→ **EXERCISE OBJECTIVE**
Take every line containing "rough" from the material and copy it.

→ **DATA FOR THIS EXERCISE**
*** Block opens ***
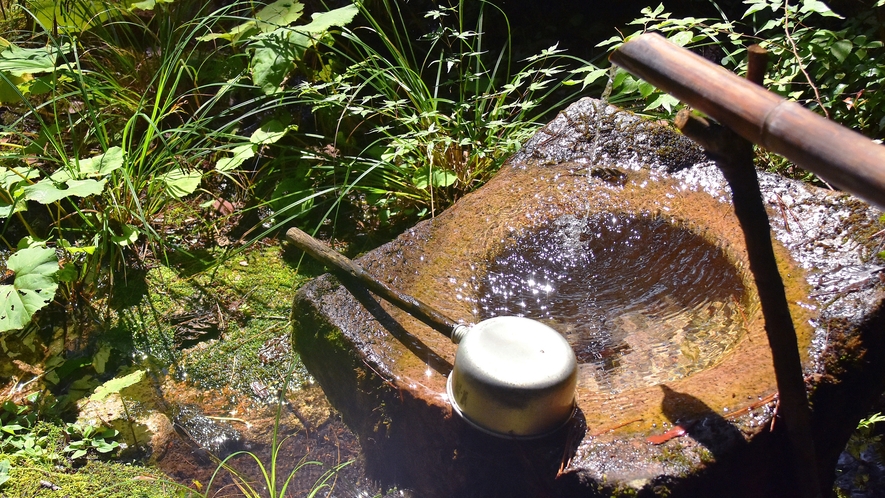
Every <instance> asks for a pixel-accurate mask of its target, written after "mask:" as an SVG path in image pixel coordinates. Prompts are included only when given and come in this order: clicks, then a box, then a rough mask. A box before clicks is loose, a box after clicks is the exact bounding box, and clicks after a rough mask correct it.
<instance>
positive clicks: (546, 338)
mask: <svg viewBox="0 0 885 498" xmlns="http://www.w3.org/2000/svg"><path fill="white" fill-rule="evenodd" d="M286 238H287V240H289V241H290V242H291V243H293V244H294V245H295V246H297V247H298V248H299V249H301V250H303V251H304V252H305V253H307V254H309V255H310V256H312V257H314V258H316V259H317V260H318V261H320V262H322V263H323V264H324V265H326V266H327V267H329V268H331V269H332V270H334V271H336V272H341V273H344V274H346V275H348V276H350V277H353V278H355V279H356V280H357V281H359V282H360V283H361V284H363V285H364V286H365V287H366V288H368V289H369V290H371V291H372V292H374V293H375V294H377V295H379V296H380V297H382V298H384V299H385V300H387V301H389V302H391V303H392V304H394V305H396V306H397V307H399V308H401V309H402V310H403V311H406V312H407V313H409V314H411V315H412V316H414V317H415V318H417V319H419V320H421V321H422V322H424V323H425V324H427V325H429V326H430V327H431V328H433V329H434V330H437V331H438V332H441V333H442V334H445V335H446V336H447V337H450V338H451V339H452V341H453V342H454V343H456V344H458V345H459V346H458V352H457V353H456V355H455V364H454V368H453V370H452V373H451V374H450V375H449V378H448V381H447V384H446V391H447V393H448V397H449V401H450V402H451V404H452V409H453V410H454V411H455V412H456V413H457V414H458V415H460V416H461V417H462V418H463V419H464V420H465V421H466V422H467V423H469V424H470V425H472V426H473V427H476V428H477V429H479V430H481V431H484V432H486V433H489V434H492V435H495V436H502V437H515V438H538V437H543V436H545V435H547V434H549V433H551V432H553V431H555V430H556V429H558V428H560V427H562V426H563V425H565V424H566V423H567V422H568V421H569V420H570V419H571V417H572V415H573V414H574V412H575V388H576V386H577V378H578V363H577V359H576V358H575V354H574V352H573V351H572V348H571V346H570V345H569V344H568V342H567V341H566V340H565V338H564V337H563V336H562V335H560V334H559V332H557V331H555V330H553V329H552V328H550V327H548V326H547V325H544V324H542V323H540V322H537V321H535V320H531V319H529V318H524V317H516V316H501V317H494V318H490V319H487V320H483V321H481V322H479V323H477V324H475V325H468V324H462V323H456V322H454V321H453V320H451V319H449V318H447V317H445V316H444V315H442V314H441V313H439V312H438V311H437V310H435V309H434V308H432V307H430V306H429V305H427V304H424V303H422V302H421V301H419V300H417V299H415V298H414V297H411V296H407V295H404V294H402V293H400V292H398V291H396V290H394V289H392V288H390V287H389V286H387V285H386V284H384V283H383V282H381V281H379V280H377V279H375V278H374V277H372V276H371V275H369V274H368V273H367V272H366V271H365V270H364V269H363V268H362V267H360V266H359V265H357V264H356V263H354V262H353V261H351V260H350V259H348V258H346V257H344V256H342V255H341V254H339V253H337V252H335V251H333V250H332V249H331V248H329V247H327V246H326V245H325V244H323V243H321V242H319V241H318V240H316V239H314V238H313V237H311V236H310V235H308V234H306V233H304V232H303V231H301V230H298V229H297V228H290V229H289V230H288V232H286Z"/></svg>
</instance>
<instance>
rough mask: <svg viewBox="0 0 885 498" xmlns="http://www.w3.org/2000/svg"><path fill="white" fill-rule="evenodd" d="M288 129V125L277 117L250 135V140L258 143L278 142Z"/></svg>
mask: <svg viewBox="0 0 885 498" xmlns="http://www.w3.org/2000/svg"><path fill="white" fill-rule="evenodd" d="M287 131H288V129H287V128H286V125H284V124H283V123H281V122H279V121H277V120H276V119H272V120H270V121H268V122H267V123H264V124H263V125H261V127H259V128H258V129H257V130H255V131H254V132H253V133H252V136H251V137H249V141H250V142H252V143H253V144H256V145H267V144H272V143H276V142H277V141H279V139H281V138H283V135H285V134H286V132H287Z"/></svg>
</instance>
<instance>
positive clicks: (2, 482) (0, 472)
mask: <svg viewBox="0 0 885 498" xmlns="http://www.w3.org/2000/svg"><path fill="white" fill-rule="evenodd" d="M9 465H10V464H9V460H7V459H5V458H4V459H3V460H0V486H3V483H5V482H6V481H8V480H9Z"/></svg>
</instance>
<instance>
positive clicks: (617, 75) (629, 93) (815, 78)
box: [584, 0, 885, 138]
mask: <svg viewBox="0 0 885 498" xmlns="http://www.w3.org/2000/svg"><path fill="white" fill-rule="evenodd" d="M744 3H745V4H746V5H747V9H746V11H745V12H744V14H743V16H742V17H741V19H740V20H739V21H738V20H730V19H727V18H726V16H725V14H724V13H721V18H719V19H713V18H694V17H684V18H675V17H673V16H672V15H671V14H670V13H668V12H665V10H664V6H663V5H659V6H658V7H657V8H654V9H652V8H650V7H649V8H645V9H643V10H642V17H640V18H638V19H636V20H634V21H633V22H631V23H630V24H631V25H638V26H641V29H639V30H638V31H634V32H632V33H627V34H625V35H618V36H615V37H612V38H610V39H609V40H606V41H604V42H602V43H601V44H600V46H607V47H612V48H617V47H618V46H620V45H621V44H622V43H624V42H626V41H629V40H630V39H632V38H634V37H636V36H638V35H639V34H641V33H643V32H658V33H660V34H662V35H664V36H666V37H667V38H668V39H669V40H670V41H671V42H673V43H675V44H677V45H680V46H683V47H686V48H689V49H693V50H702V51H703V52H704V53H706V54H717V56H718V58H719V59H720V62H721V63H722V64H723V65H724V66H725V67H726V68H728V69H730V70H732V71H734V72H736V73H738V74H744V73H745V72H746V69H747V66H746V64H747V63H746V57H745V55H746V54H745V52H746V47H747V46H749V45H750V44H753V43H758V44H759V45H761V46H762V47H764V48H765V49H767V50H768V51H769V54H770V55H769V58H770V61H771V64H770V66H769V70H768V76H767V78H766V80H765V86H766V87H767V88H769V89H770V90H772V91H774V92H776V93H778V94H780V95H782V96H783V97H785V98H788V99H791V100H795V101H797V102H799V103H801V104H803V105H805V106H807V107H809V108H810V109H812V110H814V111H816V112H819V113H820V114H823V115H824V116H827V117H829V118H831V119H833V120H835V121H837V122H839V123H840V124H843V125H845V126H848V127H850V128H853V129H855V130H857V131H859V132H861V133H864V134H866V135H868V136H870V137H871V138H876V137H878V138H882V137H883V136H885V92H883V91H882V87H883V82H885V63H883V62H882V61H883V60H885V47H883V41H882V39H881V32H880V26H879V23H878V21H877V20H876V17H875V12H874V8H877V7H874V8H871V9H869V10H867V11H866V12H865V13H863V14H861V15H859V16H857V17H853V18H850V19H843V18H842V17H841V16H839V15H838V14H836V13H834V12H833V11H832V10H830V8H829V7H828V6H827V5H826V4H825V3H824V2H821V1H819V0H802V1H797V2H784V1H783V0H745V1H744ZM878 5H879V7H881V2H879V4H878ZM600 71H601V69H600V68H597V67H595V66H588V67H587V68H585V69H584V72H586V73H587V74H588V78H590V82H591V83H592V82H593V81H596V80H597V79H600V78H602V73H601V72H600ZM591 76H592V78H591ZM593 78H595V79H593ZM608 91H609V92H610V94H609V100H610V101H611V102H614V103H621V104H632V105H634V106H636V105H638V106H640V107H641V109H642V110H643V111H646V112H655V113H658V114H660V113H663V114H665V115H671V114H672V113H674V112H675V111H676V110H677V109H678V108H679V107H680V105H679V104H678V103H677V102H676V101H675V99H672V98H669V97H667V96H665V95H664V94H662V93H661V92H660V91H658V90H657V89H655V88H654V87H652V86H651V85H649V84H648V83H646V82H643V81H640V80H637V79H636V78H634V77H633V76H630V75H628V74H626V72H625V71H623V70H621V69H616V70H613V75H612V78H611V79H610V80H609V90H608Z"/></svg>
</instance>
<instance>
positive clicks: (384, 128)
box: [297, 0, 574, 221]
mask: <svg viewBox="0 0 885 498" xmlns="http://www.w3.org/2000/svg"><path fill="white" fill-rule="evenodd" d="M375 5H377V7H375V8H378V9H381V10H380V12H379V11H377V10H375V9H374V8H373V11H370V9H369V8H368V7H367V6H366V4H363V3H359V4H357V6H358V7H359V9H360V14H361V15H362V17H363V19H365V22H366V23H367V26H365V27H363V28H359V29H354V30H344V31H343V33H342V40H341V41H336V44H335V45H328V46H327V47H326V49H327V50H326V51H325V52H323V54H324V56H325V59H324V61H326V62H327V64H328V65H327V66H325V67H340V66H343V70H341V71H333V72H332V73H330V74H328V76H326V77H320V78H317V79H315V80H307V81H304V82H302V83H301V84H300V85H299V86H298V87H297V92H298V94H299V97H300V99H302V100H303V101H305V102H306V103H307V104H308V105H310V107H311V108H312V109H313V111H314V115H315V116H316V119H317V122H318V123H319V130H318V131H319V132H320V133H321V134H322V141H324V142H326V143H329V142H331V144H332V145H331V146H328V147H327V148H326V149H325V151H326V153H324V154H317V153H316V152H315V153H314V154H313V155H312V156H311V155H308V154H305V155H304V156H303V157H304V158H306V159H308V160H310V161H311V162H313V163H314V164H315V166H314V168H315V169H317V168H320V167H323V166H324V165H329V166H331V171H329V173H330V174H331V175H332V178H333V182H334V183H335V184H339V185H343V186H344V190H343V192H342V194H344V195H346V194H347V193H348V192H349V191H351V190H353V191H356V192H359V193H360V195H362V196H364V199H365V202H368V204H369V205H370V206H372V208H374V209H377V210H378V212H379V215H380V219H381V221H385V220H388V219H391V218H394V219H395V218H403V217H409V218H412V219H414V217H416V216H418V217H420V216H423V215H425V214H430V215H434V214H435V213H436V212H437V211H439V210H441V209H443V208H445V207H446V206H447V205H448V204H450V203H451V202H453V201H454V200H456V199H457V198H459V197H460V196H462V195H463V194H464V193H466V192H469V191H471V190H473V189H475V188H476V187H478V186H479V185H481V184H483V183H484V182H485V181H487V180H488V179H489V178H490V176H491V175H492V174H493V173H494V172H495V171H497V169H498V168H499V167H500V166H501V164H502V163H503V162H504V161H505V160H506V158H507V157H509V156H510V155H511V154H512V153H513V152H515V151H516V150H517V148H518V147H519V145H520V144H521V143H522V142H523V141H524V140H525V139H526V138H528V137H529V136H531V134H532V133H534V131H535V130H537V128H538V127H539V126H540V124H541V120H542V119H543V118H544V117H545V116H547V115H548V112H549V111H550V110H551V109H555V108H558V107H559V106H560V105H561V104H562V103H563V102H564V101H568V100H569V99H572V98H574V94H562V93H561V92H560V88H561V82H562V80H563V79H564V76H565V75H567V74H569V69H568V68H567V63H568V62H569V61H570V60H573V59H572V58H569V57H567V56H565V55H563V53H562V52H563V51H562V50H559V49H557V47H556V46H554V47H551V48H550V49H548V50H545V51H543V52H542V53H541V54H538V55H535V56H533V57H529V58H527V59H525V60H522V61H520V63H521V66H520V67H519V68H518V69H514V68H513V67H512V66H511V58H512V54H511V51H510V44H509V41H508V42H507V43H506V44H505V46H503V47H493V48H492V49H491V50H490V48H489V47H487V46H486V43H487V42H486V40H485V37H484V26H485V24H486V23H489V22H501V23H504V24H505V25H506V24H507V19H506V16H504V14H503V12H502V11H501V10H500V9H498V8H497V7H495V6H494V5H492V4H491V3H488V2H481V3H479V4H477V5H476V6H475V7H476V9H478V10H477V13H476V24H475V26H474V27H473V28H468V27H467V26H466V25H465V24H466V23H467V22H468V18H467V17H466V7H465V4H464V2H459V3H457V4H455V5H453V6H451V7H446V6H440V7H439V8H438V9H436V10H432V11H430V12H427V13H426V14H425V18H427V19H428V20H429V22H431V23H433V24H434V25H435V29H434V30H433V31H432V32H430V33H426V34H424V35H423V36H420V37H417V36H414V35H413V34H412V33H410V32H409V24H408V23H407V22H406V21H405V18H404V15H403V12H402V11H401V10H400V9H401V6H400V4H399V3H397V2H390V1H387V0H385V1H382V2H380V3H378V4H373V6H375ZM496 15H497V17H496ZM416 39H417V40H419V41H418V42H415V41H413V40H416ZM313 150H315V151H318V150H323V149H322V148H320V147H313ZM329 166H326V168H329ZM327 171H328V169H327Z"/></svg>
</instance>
*** Block closes ***
→ **OUTPUT**
Every <instance> asks for a pixel-accurate mask of its target, written after "mask:" as an SVG path in image pixel coordinates. Prompts are included only when given and come in this order: clicks, then a box, then a rough mask. A box before clicks is loose, a box after clicks is the exact bounding box, and clicks after a rough mask correct it.
rough mask: <svg viewBox="0 0 885 498" xmlns="http://www.w3.org/2000/svg"><path fill="white" fill-rule="evenodd" d="M288 129V125L277 117L250 135V140L258 143L278 142Z"/></svg>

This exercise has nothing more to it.